» Text block:
[start]

At Nitro Toys and Hobbies? If that is where you were then yes... that's Lee's store and he is one of the ones with the Flowood track that are building the oval. He has someone lined up building the cages... not sure who. He had a latemodel there yesterday waiting to be painted. Seems to be the big thing in the dirt world right now. We were talking and if they do build the oval, look for some of us to run latemodel with the electric touring cars. That would be a good use for the TC3 if you cant get Josh to join in on the on-road fun. Terry and Bates were asking about him yesterday. Need to get him back into it..... need someone to laugh at like at Redstick .... "dont stick it in the pipe" ... WHACK !!
LOL



Mark


----------



## b4wizard (Sep 27, 2003)

Yea, thats it. Went by there to talk to Terry and see what all they had.
We ran the Losi "slider" out in the parking lot. That was really cool to.
It had a li-po pack in it. It was pretty quick for its size. 
I've always been around dirt stuff, and to see something like that in 
r/c is just cool to me.


----------



## bvoltz (Jul 2, 2006)

Touring car on a dirt oval... :freak: :freak: 

That’s it, I now know you ******** have lost your ever loving mind :tongue: 

What is next, you going to start cruising the grade schools to look for a girlfriend? :dude:


----------



## Rainey (Jun 22, 2004)

LOL

Dont worry about him tommy.... he's just jelous he didn't think of it first !! :tongue: 


But really.... it's been going on for a long time..... just no one around here does it.


----------



## b4wizard (Sep 27, 2003)

bvoltz said:


> Touring car on a dirt oval... :freak: :freak:


Up north where more of the indoor tracks are at, its the only way to fly.
We ran foam tires here a several years ago on dirt. That was a blast, quick to. 
Track would blue groove. Very hard packed.


----------



## Rainey (Jun 22, 2004)

HUH? oh.... sorry. thought I heard someone say something. kinda quiet in here.....


----------



## b4wizard (Sep 27, 2003)

Not anything going on. I hope my Novak stuff is back before the regionals. Been gone for two weeks know.


----------



## Rainey (Jun 22, 2004)

Back?? you had to send it in? What did you break? i don't remember you breaking/melting anything.  


Mark 








:woohoo: 

sorry--- saw it and had to click it :thumbsup:


----------



## b4wizard (Sep 27, 2003)

[end]

» Task goal:
Copy the forum thread starting at "Not anything going" and ending at "you breaking/melting anything.", substituting "nationals" for "regionals". The lines that follow have nothing to do with the forum thread.

» Supplied material:
[start]

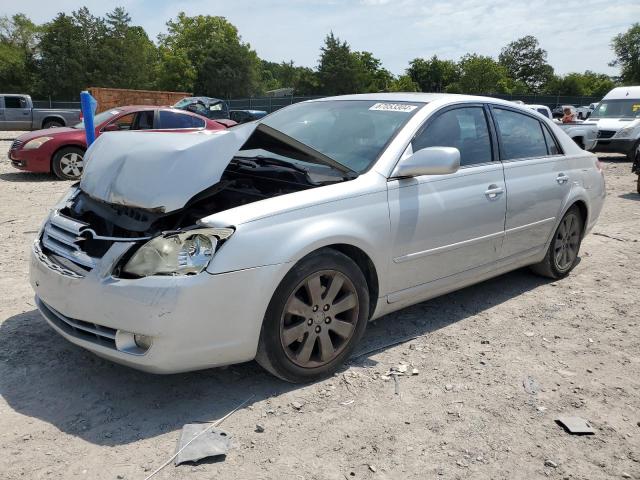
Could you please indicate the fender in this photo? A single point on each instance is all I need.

[end]

» Result of the exercise:
Not anything going on. I hope my Novak stuff is back before the nationals. Been gone for two weeks know.


----------



## Rainey (Jun 22, 2004)

Back?? you had to send it in? What did you break? i don't remember you breaking/melting anything.